*Prompt 1*. Decide whether each statement below agrees with the text on the Cloud Cluster Overview dashboard, answering yes or no and quoting the words of the text that settle it. (a) The Ocean Savings panel counts savings from running spot instances. (b) Ocean combines only Spot and On-Demand compute instances. (c) The Autoscaling Activity panel presents a summary of autoscaling activities as widgets.

======== Text shown ========

Skip to main content

Ocean AWS K8s Cloud Cluster Overview Dashboard

The Cloud Cluster Overview dashboard provides enhanced functionality to analyze the Ocean Autoscaler actions with high granularity and gain deeper insights into its behavior. This topic delves into this dashboard's various components and sections, offering a detailed exploration of its capabilities.

Ocean continuously analyzes the utilization of your nodes in the cloud infrastructure. It automatically scales compute resources to optimize utilization and availability. It achieves this by intelligently combining Spot, Reserved, and On-Demand compute instances.

The Ocean Cloud Cluster Overview dashboard is divided into the following panels:

  • Ocean Savings panel: Shows the amount of money, CPU, memory, and GPU compute resources saved when you utilize Ocean to manage your Kubernetes cluster. Specifically, these are savings from running spot instances, bin packing, and reverting to lower-cost nodes.

  • Autoscaling Activity panel: The Ocean Autoscaler automatically performs scale-up and scale-down, autohealing, and reverts nodes to lower-cost nodes, spots, and commitments based on resources or availability. This panel shows a summary of these autoscaling activities as widgets.

  • Interactive Autoscaling Activity graph: This graph displays autoscaling activity over time, providing insights into the Ocean infrastructure/applications and cluster activity.

========

*Prompt 2*. In the listing, rewrite the lines from the one containing "instance: [(48, 318)]" up to and including the one containing "[(87, 322)]", putting "steel fork" in place of "metal fork" and keeping everything else unchanged.

======== Raw records ========

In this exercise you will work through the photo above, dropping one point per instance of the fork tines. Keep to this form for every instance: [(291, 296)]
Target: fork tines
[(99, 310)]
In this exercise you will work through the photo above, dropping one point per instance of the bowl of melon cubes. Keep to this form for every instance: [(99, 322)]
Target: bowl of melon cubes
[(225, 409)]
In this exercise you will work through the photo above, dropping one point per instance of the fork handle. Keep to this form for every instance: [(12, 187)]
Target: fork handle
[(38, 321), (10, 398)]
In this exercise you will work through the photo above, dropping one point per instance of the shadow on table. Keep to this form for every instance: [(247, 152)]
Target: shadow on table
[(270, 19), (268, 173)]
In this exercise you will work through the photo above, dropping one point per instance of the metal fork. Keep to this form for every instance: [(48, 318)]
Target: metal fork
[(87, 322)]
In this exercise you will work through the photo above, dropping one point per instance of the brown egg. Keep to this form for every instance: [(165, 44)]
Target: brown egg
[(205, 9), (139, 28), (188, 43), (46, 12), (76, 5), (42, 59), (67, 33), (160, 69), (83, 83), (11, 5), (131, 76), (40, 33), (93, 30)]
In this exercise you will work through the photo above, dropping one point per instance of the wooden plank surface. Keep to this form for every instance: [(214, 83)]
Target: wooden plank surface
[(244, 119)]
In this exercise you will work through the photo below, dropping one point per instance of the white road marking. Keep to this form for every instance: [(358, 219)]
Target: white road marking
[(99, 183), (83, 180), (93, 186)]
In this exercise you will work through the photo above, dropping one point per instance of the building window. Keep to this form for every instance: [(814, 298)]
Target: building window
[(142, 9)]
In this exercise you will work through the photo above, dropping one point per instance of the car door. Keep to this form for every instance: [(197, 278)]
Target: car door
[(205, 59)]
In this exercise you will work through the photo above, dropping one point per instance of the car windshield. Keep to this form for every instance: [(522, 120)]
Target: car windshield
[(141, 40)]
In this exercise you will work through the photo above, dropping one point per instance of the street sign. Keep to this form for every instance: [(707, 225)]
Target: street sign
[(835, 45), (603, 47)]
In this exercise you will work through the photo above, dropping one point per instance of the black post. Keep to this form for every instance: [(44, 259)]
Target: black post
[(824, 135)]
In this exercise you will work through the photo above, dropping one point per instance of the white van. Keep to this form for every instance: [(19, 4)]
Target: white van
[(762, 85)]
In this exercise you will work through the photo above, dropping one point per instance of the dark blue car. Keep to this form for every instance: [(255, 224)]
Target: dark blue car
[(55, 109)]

========

*Result 1*.
(a) Yes: "Specifically, these are savings from running spot instances, bin packing, and reverting to lower-cost nodes."
(b) No: "It achieves this by intelligently combining Spot, Reserved, and On-Demand compute instances."
(c) Yes: "This panel shows a summary of these autoscaling activities as widgets."

*Result 2*.
In this exercise you will work through the photo above, dropping one point per instance of the steel fork. Keep to this form for every instance: [(48, 318)]
Target: steel fork
[(87, 322)]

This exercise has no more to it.